[Point labels for objects]
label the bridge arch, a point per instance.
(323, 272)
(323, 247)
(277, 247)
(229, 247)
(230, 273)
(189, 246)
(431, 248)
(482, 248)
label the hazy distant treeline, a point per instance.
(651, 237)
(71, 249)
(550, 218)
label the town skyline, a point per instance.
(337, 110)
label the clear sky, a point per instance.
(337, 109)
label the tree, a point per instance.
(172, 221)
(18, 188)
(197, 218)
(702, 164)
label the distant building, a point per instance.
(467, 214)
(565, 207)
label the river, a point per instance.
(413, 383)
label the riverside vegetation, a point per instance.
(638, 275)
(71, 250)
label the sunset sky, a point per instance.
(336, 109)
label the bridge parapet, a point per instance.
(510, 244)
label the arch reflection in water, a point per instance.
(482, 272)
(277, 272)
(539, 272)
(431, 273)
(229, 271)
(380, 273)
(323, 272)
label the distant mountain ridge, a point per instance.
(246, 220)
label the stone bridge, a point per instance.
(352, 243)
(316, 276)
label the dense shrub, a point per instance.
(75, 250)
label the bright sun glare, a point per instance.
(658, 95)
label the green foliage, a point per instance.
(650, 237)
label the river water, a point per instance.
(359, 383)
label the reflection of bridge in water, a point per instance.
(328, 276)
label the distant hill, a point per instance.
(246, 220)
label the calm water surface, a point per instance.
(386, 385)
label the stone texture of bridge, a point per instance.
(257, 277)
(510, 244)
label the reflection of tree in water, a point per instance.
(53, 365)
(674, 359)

==

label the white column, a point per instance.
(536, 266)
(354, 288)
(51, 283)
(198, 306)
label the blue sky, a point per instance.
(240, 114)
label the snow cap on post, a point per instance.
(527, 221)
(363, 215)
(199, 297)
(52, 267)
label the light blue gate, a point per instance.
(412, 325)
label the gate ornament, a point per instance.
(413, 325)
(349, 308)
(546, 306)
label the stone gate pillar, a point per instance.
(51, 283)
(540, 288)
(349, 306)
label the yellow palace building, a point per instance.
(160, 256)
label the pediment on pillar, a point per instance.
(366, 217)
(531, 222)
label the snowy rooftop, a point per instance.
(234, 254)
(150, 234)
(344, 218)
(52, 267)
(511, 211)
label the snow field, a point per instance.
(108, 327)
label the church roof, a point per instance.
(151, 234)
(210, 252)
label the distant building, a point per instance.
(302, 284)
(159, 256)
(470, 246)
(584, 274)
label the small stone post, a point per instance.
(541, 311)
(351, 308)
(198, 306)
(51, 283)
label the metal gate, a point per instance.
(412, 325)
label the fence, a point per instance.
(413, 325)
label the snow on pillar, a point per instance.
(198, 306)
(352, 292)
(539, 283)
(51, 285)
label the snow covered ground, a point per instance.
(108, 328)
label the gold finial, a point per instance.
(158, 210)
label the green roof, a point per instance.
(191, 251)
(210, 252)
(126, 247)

_PROBLEM STATEMENT:_ Which lines in the entries above contain the word "arch"? Gather and copy each of them.

_THE SOLUTION:_
label the bridge arch, a point per instance.
label the arch reflection in water, a point per instance.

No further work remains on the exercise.